__WHAT THIS TASK INVOLVES__.
In the post about Unity leadership, what clause does the writer say Unity won't remove to restore trust?
#### SUPPLIED PASSAGE ####
Sneaking DRM into the editor (successfully, because everyone is focused elsewhere) is not something a contrite company that is trying to make good faith, meaningful change would do.
It’s something scumbags do. Offering a hand to shake while holding a knife in the other.
The only reason they’re adding that DRM is to have more control over you. They want you to be as locked in and at their mercy as possible. That’s their nature. It’s the same reason why they won’t, say, try to restore trust by removing the forced arbitration clause. That’s something you would expect from people who are actually sorry, rather than pretending to be.
And it’s right in line with a company that would make a critical promise, brazenly break that promise (with around a year of premeditation), and then when things don’t go their way retreat back to that promise without taking any real responsibility, hoping you just forgive and forget anyway. And then, the real cherry on top, blame and gaslight you when you point out the premeditation.
Unity leadership cannot be trusted. They are untrustworthy by nature. This whole disaster started because Unity leadership made dumb, fiscally irresponsible decisions and then had to come up with a dumb idea to fix them. Now they’re in an infinitely worse position than before. They’re going to lose huge money and the new fees will not even come close to offsetting that.
If history is any lesson, Unity will not fix their absurd spending. They will not beg to take back the employees who left in protest who were almost certainly their most productive cornerstone employees. If they do layoffs, they will do them ineptly. They will not fix the corporate culture that is cancerous to real engineering, because leadership is the root of that cancer.
They will look to those of you who remain as the answer to their financial woes. The most immediate and obvious move will be to increase the cost of Unity pro, significantly, because they have you by the balls with that one. You’re paying a SaaS subscription for the privilege of paying a royalty. And speaking of, they will slowly shift the royalty fee to become more and more predatory with each iteration (hopefully at least tied to each new LTS release and not applied retroactively).
They will do this because they have to, but even if they didn’t have to, they still would (perhaps less quickly). They have to because they cannot run a business competently in normal times much less in this disaster of their own making. But they will not do so hesitantly or with sorrow or as a last resort or anything of the kind. They won’t feel a thing for you when they start to squeeze.
OTOH, maybe Microsoft will buy Unity and this seemingly inevitable future can be preempted. Or perhaps there are forces working internally to replace the current leadership that need a bit longer to line up all their ducks. Aside from those possibilities, you better believe the future is going to look a lot like what I’ve wrote here.
#### EXTRACTED DATA ####
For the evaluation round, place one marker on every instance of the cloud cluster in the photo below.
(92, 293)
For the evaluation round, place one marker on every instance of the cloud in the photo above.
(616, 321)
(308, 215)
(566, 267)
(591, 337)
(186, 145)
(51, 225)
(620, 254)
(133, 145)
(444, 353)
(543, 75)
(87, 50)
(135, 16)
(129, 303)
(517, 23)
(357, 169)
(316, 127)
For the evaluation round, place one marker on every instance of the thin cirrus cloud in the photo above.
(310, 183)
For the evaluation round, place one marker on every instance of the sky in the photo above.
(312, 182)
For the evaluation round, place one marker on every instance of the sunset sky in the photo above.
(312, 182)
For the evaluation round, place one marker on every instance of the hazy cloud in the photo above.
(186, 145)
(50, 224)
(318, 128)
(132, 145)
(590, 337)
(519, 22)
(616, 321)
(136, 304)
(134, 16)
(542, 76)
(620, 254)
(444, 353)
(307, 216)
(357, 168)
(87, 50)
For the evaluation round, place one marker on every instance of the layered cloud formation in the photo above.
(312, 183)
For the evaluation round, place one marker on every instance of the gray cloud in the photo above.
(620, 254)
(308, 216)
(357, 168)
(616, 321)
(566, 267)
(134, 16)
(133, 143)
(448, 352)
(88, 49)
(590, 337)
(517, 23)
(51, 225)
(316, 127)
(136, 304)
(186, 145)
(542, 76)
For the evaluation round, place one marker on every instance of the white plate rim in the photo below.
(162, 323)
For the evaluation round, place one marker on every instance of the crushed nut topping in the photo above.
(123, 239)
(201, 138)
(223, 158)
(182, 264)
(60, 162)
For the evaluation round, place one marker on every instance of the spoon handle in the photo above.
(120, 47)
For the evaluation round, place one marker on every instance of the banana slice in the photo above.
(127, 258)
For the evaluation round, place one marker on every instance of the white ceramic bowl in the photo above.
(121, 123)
####
#### EXTRACTED DATA ####
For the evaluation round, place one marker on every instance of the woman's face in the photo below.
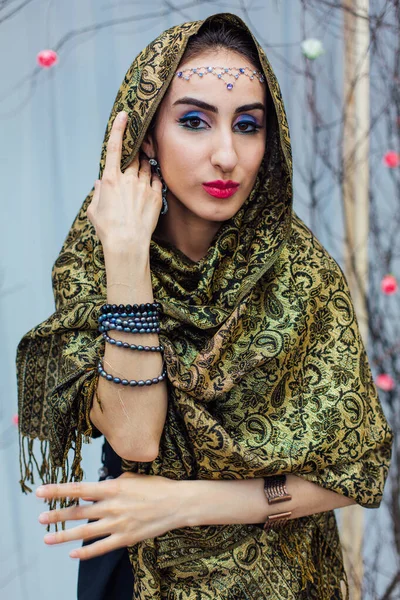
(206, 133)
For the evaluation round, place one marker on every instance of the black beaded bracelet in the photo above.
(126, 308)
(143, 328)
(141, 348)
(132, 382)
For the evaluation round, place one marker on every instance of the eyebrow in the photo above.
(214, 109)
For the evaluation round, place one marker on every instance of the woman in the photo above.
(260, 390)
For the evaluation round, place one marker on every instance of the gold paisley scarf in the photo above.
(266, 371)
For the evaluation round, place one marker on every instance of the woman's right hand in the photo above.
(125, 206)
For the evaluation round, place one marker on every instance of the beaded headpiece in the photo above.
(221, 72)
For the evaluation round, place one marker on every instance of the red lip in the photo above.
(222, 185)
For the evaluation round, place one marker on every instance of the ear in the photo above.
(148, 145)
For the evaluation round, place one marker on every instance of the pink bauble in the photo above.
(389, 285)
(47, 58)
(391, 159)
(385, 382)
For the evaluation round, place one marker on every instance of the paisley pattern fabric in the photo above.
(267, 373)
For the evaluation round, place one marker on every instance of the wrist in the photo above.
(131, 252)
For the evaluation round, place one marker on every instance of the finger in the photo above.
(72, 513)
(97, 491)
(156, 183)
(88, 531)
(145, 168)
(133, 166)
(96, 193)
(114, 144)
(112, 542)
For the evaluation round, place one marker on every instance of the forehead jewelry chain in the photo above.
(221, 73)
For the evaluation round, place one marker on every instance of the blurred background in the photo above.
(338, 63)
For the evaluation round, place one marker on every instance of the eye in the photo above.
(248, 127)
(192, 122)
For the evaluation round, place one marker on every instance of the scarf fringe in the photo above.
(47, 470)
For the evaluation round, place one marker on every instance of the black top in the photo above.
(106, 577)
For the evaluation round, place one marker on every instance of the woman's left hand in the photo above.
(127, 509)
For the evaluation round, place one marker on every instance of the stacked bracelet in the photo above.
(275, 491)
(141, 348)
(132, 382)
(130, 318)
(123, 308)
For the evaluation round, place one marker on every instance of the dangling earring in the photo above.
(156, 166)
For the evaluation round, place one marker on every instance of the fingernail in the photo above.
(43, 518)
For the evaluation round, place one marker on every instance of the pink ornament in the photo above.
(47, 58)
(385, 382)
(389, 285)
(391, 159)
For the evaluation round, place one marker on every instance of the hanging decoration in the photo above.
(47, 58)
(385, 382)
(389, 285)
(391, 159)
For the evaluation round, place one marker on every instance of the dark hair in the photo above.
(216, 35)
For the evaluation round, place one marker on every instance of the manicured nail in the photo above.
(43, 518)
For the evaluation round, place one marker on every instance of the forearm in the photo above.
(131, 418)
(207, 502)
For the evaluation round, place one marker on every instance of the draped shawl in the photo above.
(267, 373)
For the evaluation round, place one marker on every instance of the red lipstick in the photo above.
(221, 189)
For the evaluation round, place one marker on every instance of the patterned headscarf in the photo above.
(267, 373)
####
#### EXTRACTED DATA ####
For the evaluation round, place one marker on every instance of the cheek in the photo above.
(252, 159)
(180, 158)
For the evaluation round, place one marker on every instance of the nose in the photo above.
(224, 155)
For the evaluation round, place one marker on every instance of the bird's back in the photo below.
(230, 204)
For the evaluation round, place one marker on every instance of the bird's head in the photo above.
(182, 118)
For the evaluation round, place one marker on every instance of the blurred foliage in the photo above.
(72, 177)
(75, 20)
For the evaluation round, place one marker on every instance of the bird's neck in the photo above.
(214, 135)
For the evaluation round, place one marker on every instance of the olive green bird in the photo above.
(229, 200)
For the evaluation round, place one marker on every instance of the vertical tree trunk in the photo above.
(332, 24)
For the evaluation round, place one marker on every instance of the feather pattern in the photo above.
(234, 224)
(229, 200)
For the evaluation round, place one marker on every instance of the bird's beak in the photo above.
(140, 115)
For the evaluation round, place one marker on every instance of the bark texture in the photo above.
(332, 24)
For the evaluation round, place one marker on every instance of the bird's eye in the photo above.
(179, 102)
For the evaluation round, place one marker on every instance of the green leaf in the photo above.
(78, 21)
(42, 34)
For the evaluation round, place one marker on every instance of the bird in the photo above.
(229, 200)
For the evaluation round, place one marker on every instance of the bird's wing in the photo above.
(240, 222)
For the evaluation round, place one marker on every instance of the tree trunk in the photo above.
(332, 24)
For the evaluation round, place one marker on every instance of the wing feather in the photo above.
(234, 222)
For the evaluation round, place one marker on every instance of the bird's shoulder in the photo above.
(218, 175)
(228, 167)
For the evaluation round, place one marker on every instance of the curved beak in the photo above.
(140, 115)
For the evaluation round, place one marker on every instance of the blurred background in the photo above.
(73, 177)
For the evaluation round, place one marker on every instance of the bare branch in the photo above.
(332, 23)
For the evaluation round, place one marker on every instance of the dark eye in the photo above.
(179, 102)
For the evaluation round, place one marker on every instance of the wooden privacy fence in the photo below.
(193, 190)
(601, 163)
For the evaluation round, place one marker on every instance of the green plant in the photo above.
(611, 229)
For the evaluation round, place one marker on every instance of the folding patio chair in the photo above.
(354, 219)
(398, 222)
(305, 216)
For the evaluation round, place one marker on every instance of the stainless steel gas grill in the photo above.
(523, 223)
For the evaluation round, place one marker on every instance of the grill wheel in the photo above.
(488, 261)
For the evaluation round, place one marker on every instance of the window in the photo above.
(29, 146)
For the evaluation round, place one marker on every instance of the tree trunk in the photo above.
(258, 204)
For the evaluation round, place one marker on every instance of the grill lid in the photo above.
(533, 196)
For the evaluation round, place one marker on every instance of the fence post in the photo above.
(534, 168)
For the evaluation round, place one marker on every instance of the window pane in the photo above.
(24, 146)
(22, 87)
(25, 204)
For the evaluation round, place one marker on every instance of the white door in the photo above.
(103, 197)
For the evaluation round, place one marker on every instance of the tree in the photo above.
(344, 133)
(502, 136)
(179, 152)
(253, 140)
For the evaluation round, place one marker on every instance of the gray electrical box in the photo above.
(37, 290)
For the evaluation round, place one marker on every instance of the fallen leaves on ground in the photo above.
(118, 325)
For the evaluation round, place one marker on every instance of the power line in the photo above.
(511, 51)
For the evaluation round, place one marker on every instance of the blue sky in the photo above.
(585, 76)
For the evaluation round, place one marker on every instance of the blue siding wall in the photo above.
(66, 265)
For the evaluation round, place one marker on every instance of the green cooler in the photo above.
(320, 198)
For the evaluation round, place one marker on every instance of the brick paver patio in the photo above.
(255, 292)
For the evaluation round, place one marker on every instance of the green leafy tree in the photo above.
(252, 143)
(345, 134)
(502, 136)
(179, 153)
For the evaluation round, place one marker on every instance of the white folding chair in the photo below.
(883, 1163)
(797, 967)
####
__SOLUTION__.
The forced arbitration clause.